(Part of a data file)
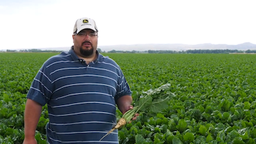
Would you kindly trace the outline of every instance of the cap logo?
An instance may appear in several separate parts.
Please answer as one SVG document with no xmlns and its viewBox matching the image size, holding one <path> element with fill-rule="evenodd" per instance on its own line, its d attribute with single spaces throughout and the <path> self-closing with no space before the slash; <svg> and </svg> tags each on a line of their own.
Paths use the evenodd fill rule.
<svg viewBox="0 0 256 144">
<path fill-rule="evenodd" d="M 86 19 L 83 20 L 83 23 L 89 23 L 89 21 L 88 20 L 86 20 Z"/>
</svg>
---
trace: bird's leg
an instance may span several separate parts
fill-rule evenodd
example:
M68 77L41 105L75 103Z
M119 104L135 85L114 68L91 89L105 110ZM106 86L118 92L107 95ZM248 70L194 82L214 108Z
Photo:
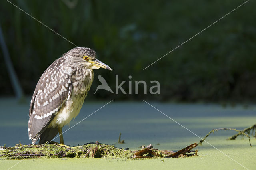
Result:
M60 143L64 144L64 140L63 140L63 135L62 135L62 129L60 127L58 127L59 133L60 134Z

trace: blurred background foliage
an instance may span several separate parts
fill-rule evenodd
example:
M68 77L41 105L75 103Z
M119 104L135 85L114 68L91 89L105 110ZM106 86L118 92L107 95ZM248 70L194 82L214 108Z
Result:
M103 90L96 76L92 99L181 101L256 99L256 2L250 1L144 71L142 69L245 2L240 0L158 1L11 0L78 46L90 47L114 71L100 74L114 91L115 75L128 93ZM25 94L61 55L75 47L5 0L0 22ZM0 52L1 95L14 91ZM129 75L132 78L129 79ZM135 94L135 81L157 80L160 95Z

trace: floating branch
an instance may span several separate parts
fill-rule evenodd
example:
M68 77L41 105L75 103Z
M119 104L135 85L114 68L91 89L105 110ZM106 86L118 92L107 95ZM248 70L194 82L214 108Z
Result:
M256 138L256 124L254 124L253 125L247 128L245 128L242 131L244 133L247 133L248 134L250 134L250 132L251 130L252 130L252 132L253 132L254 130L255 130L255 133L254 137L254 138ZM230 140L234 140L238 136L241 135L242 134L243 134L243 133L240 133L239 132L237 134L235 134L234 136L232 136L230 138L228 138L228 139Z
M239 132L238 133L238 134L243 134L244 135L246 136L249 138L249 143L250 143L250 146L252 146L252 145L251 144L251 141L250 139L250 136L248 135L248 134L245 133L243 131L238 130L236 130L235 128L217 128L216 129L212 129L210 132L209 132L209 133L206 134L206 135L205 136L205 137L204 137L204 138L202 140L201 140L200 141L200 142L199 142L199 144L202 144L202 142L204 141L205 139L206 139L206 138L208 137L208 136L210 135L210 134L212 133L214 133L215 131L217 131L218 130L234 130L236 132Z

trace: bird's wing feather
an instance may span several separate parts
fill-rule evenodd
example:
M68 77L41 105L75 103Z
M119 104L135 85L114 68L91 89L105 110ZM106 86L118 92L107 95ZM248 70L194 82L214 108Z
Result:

§ What the task asks: Please copy out the lines of the data word for word, starting at the line that contains "Would you kindly" and ending at the line that contains "An instance may appear".

§ The response:
Would you kindly trace the outline of every instance of the cap logo?
An instance may appear in several separate parts.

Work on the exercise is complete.